[START OF MATERIALS PROVIDED]
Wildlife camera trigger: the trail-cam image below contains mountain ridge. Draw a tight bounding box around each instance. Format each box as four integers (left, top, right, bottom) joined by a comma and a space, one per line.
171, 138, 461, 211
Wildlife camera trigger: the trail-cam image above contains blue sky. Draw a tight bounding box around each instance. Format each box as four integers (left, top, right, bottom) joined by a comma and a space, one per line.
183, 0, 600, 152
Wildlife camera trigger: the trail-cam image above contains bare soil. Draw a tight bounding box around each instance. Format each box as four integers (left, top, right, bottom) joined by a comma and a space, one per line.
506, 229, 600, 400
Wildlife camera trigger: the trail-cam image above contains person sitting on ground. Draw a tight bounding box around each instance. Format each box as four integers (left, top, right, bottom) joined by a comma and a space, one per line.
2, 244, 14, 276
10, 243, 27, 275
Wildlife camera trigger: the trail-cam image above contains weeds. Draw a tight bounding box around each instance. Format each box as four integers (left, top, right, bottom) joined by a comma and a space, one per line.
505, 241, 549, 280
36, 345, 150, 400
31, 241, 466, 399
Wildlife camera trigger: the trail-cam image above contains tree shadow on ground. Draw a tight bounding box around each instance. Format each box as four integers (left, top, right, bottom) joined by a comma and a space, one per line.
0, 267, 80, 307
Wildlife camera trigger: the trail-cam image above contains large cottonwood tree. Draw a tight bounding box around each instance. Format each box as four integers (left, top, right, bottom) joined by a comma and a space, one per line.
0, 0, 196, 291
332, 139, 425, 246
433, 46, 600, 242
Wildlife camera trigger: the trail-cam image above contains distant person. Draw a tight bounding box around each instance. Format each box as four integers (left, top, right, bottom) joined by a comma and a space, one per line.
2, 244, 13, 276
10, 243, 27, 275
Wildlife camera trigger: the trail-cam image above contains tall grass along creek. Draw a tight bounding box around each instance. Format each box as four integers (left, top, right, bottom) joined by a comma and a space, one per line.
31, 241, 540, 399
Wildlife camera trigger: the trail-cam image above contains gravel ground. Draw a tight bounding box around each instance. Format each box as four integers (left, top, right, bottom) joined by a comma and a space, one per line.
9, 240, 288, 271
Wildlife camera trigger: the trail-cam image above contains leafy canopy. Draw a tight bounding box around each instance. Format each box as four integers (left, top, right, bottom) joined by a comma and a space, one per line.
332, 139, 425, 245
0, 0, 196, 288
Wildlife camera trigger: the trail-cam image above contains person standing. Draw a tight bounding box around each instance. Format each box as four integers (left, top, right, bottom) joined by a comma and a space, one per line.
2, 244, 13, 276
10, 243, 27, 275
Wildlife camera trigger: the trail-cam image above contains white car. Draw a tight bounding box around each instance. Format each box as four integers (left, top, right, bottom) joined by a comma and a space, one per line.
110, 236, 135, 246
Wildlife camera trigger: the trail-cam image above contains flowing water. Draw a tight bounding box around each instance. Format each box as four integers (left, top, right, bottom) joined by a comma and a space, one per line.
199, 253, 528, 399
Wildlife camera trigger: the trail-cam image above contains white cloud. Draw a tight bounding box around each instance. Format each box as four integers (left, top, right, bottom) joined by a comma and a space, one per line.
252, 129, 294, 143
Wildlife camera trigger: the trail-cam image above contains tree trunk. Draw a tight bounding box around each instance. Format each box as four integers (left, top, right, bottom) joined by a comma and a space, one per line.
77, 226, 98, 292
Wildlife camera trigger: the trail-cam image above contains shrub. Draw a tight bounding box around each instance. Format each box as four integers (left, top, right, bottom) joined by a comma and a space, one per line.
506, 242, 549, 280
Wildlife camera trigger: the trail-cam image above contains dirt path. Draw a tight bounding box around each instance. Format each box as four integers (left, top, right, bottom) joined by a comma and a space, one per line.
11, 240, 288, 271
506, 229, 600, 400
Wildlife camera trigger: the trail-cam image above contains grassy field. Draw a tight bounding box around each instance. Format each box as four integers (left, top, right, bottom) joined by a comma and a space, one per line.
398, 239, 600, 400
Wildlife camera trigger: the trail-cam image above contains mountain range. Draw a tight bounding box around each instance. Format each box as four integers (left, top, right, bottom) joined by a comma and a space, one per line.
[END OF MATERIALS PROVIDED]
▶ REQUIREMENT
Convert the rows above into a Markdown table with two columns, No. and Line, putting each line's number under No. and its text under Line. Skip any blank lines.

▶ ANSWER FOR THE TASK
| No. | Line |
|---|---|
| 1 | Wildlife camera trigger: the trail-cam image below contains mountain ridge. Draw a tight bounding box around each instance. Format each box as four integers (left, top, right, bottom) joined by a comma and a space, one per line. |
| 2 | 171, 138, 461, 211 |
| 3 | Wildlife camera trigger: the trail-cam image above contains blue sky. Draw a tight bounding box around each instance. Format each box as four integers (left, top, right, bottom) joined by a comma and a space, one per line. |
| 4 | 183, 0, 600, 152 |
| 5 | Wildlife camera trigger: the trail-cam image above contains bare soil. Draw a tight bounding box around each instance. Format each box as four integers (left, top, right, bottom) joined by a comma and a space, one per line. |
| 6 | 506, 229, 600, 400 |
| 7 | Wildlife camera trigger: the trail-cam image above contains person sitting on ground. Draw a tight bounding box around each instance. Format each box as four integers (left, top, right, bottom) joined by a comma and a space, one per line. |
| 8 | 2, 244, 14, 276 |
| 9 | 10, 243, 27, 275 |
| 10 | Wildlife camera trigger: the trail-cam image above contains weeds. Draw a tight bounding box around each instance. Format each box as four integers (left, top, right, bottom) joined by a comma and a space, one per line. |
| 11 | 505, 241, 549, 280 |
| 12 | 36, 345, 150, 400 |
| 13 | 31, 241, 466, 399 |
| 14 | Wildlife camera trigger: the trail-cam image above contains tree shadow on ground. Draw a tight bounding box around each instance. Format each box as four integers (left, top, right, bottom) joined by a comma and a space, one per line. |
| 15 | 0, 267, 80, 307 |
| 16 | Wildlife camera trigger: the trail-cam image above contains large cottonwood tree. Draw a tight bounding box around each instance. Format each box as four integers (left, top, right, bottom) joined by a comma and a space, one per line. |
| 17 | 0, 0, 196, 291 |
| 18 | 332, 139, 425, 246 |
| 19 | 433, 46, 600, 242 |
| 20 | Wildlife camera trigger: the trail-cam image above contains distant person. Draw a tight bounding box around each instance. Format each box as four integers (left, top, right, bottom) joined by a comma and a space, one per line. |
| 21 | 2, 244, 13, 276 |
| 22 | 10, 243, 27, 275 |
| 23 | Wildlife camera trigger: the trail-cam image above contains tall grass along creek. Draw a tight bounding box around each instance. Format each box as four integers (left, top, right, bottom) joined by a comma and a space, one per line. |
| 24 | 31, 241, 540, 399 |
| 25 | Wildlife camera trigger: the trail-cam image above contains gravel ground. Draw a tight bounding box around each instance. Format each box as four integers (left, top, right, bottom) joined by a comma and a space, one per line. |
| 26 | 9, 240, 288, 271 |
| 27 | Wildlife camera trigger: the trail-cam image above contains leafy canopy. Draw a tight bounding box around each instance. Format each box as four integers (left, top, right, bottom) joined by a comma and a space, one per line. |
| 28 | 332, 139, 425, 245 |
| 29 | 0, 0, 196, 288 |
| 30 | Wildlife camera trigger: the trail-cam image above contains person standing. Draw a tight bounding box around each instance. Format each box as four integers (left, top, right, bottom) joined by a comma and a space, one per line. |
| 31 | 2, 244, 13, 276 |
| 32 | 10, 243, 27, 275 |
| 33 | Wildlife camera trigger: the trail-cam image above contains white car. Draw a tight bounding box around each instance. Format each box as four integers (left, top, right, bottom) joined by a comma and a space, one per line. |
| 34 | 110, 236, 135, 246 |
| 35 | Wildlife camera trigger: the trail-cam image above contains flowing water. Draw a tight bounding box around each instance. Format each box as four integers (left, top, right, bottom) joined by a comma and a space, one per line. |
| 36 | 199, 253, 528, 399 |
| 37 | Wildlife camera trigger: the trail-cam image above contains white cloud. Draw a tight bounding box around each instance. Format each box as four integers (left, top, right, bottom) joined by a comma and a space, one per line. |
| 38 | 252, 129, 294, 143 |
| 39 | Wildlife camera trigger: the trail-cam image above contains tree trunk. Draw a tight bounding box around each instance. Format each box as four integers (left, top, right, bottom) joined by a comma and a space, one per line. |
| 40 | 77, 226, 98, 292 |
| 41 | Wildlife camera trigger: the trail-cam image above contains shrub. Draw a tight bounding box around each instance. Format each box as four integers (left, top, right, bottom) joined by a comma and a space, one per line. |
| 42 | 506, 242, 549, 280 |
| 43 | Wildlife camera trigger: the trail-cam image above contains dirt path. Draw a tight bounding box around each instance. Format each box as four integers (left, top, right, bottom) joined by a comma and a space, one per line. |
| 44 | 11, 240, 288, 271 |
| 45 | 506, 229, 600, 400 |
| 46 | Wildlife camera trigger: the trail-cam image above contains grassy field. Draw a tight bounding box around each instance. Format each box as four integers (left, top, right, bottom) joined by a comma and a space, one per line. |
| 47 | 398, 239, 600, 400 |
| 48 | Wildlife camera trigger: the trail-cam image above contains mountain range. Draw a tight bounding box around each instance. Format each box as four integers (left, top, right, bottom) joined by a comma and a space, one per line. |